Quelques heures plus tôt, des terroristes du Hamas avaient envahi le sud d’Israël, s’emparant de villes et de bases militaires, commettant des atrocités, tirant des milliers de roquettes sur des zones civiles, tuant jusqu’à 1 200 personnes et prenant environ 250 otages. Alors que les Israéliens combattaient les éléments du Hamas à l’intérieur de leurs frontières, a déclaré l’officier, les dirigeants israéliens craignaient également une invasion des alliés du groupe au Liban et pensaient devoir prendre des mesures militaires drastiques. « Tous les endroits où le Hamas a été déployé, dans cette ville du mal, tous les endroits où le Hamas s’est caché et a opéré – nous les transformerons en décombres », a déclaré le Premier ministre israélien Benjamin Netanyahu dans un discours prononcé le 7 octobre.
100 morts civils pour un militant « Hamas » tué
Une enquête menée par le New York Times a révélé qu’Israël avait gravement affaibli son système de garanties destiné à protéger les civils ; adopté des méthodes défectueuses pour trouver des cibles et évaluer le risque de pertes civiles ; omis systématiquement de procéder à des évaluations post-attaques des dommages causés aux civils ou de punir les officiers pour des actes répréhensibles ; et ignoré les avertissements de ses propres rangs et de hauts responsables militaires américains concernant ces manquements.

:::::

LISTE DES TÂCHES:
- A) Citez sans rien changer le passage de l'extrait sur la riposte israélienne qui va de « 100 morts civils » jusqu'à « concernant ces manquements. ».
- B) Rédigez la suite de l'extrait sur la riposte israélienne, à partir de sa dernière phrase.

:::::

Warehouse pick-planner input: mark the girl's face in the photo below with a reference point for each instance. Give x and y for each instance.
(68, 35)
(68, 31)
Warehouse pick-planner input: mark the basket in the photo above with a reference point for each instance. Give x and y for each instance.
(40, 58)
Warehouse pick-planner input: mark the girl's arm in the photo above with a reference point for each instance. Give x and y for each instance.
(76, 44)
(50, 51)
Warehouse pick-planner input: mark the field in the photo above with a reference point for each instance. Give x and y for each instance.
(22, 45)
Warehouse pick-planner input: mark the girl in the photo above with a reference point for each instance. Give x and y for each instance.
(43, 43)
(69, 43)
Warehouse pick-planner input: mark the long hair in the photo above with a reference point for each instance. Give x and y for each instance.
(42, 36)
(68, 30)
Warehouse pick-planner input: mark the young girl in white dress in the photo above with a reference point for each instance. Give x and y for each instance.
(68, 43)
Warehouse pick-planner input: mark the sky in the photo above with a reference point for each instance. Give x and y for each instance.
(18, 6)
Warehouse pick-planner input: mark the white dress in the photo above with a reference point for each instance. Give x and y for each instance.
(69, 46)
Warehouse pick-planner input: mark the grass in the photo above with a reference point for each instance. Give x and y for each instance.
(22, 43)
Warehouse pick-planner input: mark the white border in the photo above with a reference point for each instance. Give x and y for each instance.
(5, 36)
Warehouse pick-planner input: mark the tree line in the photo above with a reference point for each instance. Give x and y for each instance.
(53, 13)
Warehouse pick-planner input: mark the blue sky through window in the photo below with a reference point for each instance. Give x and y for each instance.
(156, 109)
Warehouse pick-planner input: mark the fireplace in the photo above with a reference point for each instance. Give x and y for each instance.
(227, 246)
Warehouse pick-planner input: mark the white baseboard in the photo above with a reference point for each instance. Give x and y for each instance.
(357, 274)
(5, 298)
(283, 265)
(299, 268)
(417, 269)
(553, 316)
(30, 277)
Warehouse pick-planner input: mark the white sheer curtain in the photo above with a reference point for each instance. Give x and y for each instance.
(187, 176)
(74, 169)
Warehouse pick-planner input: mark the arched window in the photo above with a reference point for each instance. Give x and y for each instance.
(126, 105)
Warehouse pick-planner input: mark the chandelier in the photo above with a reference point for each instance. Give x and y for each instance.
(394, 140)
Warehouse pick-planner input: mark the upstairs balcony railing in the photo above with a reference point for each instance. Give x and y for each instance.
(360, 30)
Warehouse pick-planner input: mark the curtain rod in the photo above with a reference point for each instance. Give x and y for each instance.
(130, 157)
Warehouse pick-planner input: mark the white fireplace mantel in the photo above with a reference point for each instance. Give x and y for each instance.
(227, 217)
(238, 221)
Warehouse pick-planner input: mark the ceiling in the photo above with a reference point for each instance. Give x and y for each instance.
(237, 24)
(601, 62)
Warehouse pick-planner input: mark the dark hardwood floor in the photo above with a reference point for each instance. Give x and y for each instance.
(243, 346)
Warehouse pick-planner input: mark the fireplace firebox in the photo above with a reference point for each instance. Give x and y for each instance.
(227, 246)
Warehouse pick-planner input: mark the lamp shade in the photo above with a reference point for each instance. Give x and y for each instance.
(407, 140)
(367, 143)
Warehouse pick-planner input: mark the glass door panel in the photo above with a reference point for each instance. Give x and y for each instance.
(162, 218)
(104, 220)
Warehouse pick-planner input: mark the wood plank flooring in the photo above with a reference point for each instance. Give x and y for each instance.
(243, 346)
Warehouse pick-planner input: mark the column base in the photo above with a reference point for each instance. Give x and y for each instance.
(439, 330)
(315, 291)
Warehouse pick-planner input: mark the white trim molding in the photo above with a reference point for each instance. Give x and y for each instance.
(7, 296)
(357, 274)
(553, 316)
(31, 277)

:::::

RÉSULTATS PAR TÂCHE:
- A)
100 morts civils pour un militant « Hamas » tué
Une enquête menée par le New York Times a révélé qu’Israël avait gravement affaibli son système de garanties destiné à protéger les civils ; adopté des méthodes défectueuses pour trouver des cibles et évaluer le risque de pertes civiles ; omis systématiquement de procéder à des évaluations post-attaques des dommages causés aux civils ou de punir les officiers pour des actes répréhensibles ; et ignoré les avertissements de ses propres rangs et de hauts responsables militaires américains concernant ces manquements.

- B)
Le Times a examiné des dizaines de dossiers militaires et interrogé plus de 100 soldats et responsables, dont plus de 25 personnes qui ont contribué à vérifier, approuver ou frapper des cibles. Collectivement, leurs témoignages offrent une compréhension inégalée de la manière dont Israël a organisé l’une des guerres aériennes les plus meurtrières de ce siècle. La plupart des soldats et des responsables ont parlé sous couvert d’anonymat car il leur était interdit de s’exprimer publiquement sur un sujet aussi sensible. Le Times a vérifié les ordres militaires auprès d’officiers connaissant leur contenu.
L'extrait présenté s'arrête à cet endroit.